_Exercices à réaliser:_
**A.** D'après l'entretien sur l'environnement en Haïti, de quelle université vient le doctorat en droit de Maismy-Mary FLEURANT ?
**B.** Dans l'entretien sur l'environnement en Haïti, recopiez à l'identique le passage allant de « Conscient de cet » à « l’Université de Nantes. ».

_Document source:_
════════

La dégradation de l’environnement est un sujet qui fait couler beaucoup d’encre en Haïti. Tant dans les travaux de recherches des étudiants de master ou de licence tant dans les émissions radio-télé. Cependant, jusqu’à ce jour, ils sont très peu les efforts qui ont été déployés dans la lutte contre ce phénomène. En effet, les autorités étatiques et la population pataugent dans la négligence, personne ne voit l’environnement qui croule sous leurs yeux. Ce ne sont pas les alertes ou les rapports d’experts qui manquent. Chaque année, dans les saisons pluviales, nous assistons à des pertes matérielles et en vies humaines énormes. Malgré tout, nous continuions à obstruer les canaux par nos ordures, celles-ci sont exposées à chaque coin et recoin. Aujourd’hui, c’est une question qui dépasse l’Etat haïtien et presque toutes les villes du pays souffrent de l’inefficacité des mairies ou de l’SMCRS dans la gestion des ordures. Nous continuons d’abattre les arbres pour en faire du charbon, cela ne dit rien à personne ; les flancs de nos mornes sont presque tous chauves, en particulier ceux du département de l’Artibonite. La législation en vigueur sur la question de la protection de l’environnement reste muette, car nous en faisons peu de cas. Nous avons une épée de Damoclès sur nos têtes, au lieu de l’esquiver nous jouons avec.
Conscient de cet état de fait et voulant attirer l’attention du public en général sur ces malheurs, le Firmin, dans un entretien, a interrogé le Docteur Maismy-Mary FLEURANT, spécialiste en droit international de l’environnement sur la problématique, les menaces écologiques, l’irresponsabilité de l’Etat et de la population.
Le Firmin : Parlez-nous un peu de vous professeur ?
Maismy-Mary FLEURANT : Je suis un avocat, professeur des Universités. J’enseigne actuellement à la Faculté de droit, des sciences économiques et de gestion du Cap-Haïtien (UEH). Je suis Docteur en droit de l’Université Laval. J’ai fait ma licence en droit à l’École de droit de Fort-Liberté (UEH). Je suis aussi titulaire d’un Master en Droit International et Comparé de l’Environnement de l’Université de Limoges et d’un Master en Droit International et Européen des Droits Fondamentaux de l’Université de Nantes.
Comme expérience professionnelle notable, J’ai été Conseiller Spécial du Ministre de la Planification et de la Coopération Externe d’Haïti d’avril 2016 à septembre 2018, Spécialiste national des droits de l’homme au Bureau du Haut-Commissariat des Nations unies pour les droits de l’homme en Haïti de 2005 à 2015, professeur à l’École de droit de Fort-Liberté, professeur à l’Université Publique en région du Nord-est et professeur à l’Université Jean Price-Mars (Ouanaminthe). J’ai aussi enseigné au niveau du secondaire à Ouanaminthe et Fort-Liberté.

════════

_Informations fournies:_
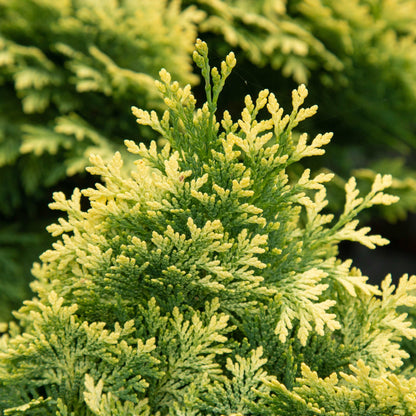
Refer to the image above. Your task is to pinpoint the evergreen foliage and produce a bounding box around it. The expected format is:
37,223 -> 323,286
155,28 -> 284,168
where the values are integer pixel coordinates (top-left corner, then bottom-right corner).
0,0 -> 202,214
0,0 -> 202,320
187,0 -> 416,158
0,41 -> 416,416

════════

_Résultats des exercices:_
**A.** De l'Université Laval.

**B.**
Conscient de cet état de fait et voulant attirer l’attention du public en général sur ces malheurs, le Firmin, dans un entretien, a interrogé le Docteur Maismy-Mary FLEURANT, spécialiste en droit international de l’environnement sur la problématique, les menaces écologiques, l’irresponsabilité de l’Etat et de la population.
Le Firmin : Parlez-nous un peu de vous professeur ?
Maismy-Mary FLEURANT : Je suis un avocat, professeur des Universités. J’enseigne actuellement à la Faculté de droit, des sciences économiques et de gestion du Cap-Haïtien (UEH). Je suis Docteur en droit de l’Université Laval. J’ai fait ma licence en droit à l’École de droit de Fort-Liberté (UEH). Je suis aussi titulaire d’un Master en Droit International et Comparé de l’Environnement de l’Université de Limoges et d’un Master en Droit International et Européen des Droits Fondamentaux de l’Université de Nantes.